Data entries:

########

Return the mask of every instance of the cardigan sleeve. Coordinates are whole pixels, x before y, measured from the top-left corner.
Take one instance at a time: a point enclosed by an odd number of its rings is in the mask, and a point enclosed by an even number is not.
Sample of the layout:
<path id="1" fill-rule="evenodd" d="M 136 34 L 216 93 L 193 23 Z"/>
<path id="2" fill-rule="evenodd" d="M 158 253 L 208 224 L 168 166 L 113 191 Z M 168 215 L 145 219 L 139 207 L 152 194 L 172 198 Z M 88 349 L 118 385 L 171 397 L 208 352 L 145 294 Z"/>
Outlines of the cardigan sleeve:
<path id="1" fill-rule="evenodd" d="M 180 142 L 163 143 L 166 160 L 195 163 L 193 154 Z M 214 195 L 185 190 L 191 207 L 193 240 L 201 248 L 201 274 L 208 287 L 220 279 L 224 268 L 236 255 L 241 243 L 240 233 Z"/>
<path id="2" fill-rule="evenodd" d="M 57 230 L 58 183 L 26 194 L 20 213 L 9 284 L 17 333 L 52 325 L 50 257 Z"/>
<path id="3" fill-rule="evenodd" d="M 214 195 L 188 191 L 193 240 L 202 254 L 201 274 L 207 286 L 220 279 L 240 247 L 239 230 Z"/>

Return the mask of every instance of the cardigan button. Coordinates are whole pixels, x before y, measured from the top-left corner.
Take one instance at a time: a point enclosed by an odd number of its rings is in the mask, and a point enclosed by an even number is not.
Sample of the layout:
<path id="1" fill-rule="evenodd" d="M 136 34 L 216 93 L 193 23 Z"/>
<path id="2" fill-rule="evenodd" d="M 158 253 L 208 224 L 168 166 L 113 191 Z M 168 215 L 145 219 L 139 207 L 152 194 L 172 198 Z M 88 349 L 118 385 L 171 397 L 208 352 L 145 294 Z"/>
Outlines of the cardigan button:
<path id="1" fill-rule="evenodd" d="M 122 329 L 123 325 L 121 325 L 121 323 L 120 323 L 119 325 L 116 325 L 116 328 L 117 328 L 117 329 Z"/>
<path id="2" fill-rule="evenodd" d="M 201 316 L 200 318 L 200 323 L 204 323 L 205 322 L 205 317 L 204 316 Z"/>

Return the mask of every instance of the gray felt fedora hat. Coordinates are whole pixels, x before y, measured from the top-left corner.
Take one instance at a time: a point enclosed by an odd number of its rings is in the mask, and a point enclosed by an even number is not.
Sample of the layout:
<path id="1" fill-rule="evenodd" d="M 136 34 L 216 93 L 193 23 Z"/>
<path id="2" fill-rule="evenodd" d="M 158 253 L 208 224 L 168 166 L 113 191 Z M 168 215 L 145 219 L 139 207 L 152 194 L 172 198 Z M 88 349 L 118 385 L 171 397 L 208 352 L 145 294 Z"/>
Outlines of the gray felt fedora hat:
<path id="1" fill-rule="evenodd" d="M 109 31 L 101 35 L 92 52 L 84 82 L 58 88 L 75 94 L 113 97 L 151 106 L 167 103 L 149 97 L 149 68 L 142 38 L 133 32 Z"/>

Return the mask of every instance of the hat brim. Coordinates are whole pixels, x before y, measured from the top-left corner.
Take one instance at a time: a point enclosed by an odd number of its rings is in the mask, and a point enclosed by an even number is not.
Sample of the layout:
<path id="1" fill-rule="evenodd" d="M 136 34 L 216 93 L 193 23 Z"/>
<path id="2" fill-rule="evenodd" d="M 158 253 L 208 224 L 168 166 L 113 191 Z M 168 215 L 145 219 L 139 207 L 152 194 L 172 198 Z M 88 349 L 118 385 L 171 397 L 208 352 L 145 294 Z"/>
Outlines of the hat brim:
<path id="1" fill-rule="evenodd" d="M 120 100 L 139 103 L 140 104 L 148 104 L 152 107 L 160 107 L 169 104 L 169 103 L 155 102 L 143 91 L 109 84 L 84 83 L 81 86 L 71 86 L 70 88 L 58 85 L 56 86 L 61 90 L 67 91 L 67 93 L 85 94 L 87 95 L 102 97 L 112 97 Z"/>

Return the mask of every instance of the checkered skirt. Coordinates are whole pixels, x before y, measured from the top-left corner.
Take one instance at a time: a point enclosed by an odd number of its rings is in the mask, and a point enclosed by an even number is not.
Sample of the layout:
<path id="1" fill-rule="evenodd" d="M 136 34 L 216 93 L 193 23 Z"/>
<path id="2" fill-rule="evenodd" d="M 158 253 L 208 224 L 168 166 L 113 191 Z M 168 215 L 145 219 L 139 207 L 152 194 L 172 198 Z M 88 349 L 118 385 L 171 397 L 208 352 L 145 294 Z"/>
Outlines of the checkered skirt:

########

— Task instructions —
Rewrite the rows from the line that has "Return the mask of every instance of the checkered" through the end of the rows, replacing "checkered skirt" with "plaid skirt" and leaving everything else unchanged. Give only those lines.

— Expected answer —
Return the mask of every instance of the plaid skirt. Coordinates are whole pixels, x before y, measured from the top-left corner.
Take one instance at a time: a point enclosed by an odd number of its rings is in the mask, and a point enclosed by an even number is not.
Sample of the layout:
<path id="1" fill-rule="evenodd" d="M 136 34 L 216 93 L 193 23 Z"/>
<path id="2" fill-rule="evenodd" d="M 158 253 L 208 224 L 168 166 L 113 191 Z M 168 215 L 145 219 L 139 207 L 152 194 L 172 198 Z M 88 349 L 118 385 L 171 397 L 208 352 L 145 294 Z"/>
Outlines of the plaid skirt:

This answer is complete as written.